* begin Supplied records *

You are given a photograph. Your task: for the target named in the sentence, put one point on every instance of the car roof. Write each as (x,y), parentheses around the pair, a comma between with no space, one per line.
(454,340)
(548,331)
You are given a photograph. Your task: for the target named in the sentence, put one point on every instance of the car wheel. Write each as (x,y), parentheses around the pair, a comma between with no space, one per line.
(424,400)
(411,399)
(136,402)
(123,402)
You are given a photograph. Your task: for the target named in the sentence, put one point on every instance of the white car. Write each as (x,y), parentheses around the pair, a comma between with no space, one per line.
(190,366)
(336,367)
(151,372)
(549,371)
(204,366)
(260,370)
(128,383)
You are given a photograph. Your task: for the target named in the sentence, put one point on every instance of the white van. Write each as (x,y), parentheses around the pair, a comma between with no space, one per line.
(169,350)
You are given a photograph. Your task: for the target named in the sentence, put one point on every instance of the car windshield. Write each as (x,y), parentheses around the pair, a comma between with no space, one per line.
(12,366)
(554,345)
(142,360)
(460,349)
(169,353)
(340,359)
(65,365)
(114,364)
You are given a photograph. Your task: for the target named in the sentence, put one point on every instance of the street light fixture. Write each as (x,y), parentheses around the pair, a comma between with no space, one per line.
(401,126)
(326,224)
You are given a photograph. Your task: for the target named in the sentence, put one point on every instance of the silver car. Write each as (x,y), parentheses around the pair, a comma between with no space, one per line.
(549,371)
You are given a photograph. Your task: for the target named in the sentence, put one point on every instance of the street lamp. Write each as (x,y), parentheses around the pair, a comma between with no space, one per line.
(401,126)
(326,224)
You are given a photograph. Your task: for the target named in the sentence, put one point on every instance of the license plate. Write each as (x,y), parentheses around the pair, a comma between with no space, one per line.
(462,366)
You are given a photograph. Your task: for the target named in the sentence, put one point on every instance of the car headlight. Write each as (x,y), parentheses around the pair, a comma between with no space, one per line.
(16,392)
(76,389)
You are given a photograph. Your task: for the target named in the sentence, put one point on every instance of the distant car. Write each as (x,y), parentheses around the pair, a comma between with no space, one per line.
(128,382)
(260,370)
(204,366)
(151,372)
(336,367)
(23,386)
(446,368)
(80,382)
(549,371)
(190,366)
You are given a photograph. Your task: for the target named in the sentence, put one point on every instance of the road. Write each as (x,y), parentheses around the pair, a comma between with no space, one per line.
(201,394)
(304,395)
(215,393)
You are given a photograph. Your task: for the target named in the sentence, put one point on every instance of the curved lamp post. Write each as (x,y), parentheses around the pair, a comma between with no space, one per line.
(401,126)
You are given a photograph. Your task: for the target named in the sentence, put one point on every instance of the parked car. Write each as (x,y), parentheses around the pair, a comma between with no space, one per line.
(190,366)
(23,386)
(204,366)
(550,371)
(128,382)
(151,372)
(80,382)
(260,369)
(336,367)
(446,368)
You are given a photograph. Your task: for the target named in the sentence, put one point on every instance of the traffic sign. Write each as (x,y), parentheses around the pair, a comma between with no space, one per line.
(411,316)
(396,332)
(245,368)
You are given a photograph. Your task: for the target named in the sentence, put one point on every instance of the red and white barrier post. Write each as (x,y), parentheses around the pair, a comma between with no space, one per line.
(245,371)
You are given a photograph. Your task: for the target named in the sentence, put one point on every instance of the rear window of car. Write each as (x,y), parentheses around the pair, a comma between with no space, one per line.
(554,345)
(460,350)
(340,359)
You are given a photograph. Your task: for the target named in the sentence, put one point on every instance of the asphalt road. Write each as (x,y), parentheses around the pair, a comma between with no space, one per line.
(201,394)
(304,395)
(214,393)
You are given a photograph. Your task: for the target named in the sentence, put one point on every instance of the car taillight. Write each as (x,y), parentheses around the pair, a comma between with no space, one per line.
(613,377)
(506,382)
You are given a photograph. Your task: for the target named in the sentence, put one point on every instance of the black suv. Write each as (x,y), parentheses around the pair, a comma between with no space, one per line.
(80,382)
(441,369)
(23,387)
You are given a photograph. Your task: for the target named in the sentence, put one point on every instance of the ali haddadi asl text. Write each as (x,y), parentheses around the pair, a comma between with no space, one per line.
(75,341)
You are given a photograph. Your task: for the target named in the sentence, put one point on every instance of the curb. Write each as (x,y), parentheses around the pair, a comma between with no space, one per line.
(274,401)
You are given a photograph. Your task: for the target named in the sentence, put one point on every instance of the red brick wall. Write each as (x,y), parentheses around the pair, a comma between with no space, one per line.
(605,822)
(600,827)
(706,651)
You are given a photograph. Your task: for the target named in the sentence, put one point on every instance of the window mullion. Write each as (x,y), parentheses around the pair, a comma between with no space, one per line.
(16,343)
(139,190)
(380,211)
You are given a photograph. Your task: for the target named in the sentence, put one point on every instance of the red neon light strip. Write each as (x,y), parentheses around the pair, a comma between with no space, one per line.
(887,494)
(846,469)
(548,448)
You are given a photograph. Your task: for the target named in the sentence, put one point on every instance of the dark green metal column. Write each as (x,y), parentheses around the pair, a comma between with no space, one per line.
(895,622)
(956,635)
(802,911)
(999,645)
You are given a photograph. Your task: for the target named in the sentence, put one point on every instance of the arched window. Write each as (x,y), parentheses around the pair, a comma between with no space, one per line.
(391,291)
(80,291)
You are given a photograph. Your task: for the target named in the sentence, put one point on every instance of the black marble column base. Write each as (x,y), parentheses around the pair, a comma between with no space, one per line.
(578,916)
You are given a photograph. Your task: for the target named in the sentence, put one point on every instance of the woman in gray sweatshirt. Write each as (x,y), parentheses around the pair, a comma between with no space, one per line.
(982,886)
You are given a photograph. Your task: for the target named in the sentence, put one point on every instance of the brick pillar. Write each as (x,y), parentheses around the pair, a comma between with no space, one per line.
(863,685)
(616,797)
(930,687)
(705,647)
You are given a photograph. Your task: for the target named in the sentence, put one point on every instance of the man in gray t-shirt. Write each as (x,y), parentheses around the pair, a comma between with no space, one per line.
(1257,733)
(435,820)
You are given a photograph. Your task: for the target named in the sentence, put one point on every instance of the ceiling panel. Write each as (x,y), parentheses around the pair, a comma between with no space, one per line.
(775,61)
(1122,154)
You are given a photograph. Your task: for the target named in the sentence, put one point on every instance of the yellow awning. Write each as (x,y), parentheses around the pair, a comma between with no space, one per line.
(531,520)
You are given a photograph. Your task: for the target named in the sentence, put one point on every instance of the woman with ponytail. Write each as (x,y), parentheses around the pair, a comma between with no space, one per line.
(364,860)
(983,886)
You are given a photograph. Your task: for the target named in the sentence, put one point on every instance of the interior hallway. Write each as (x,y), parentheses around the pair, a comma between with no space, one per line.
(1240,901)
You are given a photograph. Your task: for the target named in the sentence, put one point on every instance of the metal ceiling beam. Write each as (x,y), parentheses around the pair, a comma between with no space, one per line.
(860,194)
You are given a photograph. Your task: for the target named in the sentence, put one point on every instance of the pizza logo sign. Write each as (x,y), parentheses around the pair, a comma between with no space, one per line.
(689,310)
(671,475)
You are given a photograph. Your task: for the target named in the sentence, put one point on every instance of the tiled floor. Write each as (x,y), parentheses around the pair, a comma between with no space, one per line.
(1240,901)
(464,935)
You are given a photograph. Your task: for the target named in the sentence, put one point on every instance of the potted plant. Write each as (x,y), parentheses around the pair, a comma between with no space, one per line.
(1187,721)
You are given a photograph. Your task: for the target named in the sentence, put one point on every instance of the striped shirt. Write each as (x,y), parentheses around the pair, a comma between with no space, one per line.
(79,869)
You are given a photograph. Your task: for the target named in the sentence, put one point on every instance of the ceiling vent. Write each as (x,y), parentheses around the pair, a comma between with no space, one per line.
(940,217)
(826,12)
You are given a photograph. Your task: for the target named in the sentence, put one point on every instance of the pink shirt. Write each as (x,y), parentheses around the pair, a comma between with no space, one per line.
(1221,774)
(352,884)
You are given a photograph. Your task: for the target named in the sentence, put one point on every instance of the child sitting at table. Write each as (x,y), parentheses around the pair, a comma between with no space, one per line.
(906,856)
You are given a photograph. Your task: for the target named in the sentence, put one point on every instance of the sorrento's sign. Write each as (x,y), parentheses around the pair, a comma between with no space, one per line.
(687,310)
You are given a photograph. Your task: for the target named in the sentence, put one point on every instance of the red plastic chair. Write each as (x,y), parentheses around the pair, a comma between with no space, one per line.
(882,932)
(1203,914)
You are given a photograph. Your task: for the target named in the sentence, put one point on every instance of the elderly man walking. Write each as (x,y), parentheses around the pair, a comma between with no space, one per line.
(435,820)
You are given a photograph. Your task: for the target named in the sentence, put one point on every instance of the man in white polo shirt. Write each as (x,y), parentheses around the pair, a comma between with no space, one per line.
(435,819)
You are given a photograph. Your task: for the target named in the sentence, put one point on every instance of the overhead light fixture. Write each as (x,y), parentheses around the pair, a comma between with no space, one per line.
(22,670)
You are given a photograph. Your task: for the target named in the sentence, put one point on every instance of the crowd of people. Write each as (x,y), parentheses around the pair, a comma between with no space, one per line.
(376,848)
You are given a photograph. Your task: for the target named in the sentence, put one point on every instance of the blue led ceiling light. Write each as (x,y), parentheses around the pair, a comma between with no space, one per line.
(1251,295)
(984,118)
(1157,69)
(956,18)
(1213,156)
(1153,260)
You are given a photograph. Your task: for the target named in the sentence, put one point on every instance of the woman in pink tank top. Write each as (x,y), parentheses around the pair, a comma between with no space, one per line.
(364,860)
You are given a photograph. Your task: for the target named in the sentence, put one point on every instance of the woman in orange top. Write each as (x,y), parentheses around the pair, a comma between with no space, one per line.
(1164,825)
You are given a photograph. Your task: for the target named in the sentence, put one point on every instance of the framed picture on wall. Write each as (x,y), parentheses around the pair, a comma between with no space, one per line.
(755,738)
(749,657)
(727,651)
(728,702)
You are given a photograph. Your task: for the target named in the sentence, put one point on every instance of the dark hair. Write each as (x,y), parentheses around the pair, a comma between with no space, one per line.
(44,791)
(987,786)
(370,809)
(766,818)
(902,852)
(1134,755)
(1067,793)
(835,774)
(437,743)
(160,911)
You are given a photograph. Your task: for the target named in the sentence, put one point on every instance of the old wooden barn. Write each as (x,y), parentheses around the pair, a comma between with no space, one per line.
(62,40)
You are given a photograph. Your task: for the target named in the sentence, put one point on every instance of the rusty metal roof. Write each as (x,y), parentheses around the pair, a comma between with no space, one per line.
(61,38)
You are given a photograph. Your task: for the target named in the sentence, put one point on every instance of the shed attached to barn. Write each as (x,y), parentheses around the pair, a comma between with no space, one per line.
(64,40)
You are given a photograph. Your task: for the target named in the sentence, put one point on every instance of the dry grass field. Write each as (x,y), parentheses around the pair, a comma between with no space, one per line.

* end Supplied records *

[Exercise description]
Everything from the line containing "woman in pink" to the last line of the entries above should be quoted exactly, and only that.

[Result for this task]
You are given a photograph. Your task: for the target named in the sentence, put one point on every instance of the woman in pink tank top. Write each as (x,y), parentheses around the pair, a comma between with no space, one per line.
(364,860)
You are given a photograph. Your task: for the target named in the sentence, put one point on every instance of the woman in orange top. Write each as (x,y), parentheses around the pair, a comma between with no space, one per line.
(1164,825)
You are given a photograph. Your task: for the target named in the sentence, put one point on every instance of the framed picture on wall. Write each as (x,y), parentheses around the pair, a comma between with no space, one per line.
(755,738)
(749,657)
(727,651)
(728,702)
You are given a photograph. Your task: for the target named in the sentence, put one point on every instance of the dark hair. Write each as (x,y), parentheses around the pair, a comma between with no space, one per line.
(44,791)
(987,786)
(370,809)
(766,818)
(902,852)
(1134,755)
(1067,793)
(835,774)
(437,743)
(160,911)
You are given a photograph. Your task: for the target named in the sentence, put one point on every instance of the old wooden barn. Write each as (x,y), parentheses around the pair, a comma between with no space, one per line.
(62,40)
You are given a photograph. Your task: for the target named in the sentence, put one point on every instance of the rusty metal roof. Write each as (x,y), parentheses around the pair, a comma between with no space, one per line.
(61,38)
You are given a photograph. Your task: for the target named in the sentence, put one point on every instance of the shed attached to barn. Write each as (x,y), parentheses around the pair, a comma between with no space, one per line.
(64,40)
You are given a photograph. Your task: for the target named in the sentence, put one point on every instance of the dry grass field. Write each as (x,y), parentheses around the pair, a comma between with no space, one per line.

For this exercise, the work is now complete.